WHAT YOU HAVE TO DO
Give the listing again exactly as written.

▼

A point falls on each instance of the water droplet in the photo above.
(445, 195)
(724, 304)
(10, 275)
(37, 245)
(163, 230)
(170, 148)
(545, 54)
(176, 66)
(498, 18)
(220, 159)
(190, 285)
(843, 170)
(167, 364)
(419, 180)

▲

SOLVED PROBLEM
A point falls on each instance of the water droplet in the photo above.
(445, 195)
(724, 304)
(10, 275)
(37, 245)
(163, 230)
(170, 148)
(545, 54)
(176, 66)
(498, 18)
(220, 159)
(190, 285)
(843, 170)
(167, 364)
(419, 180)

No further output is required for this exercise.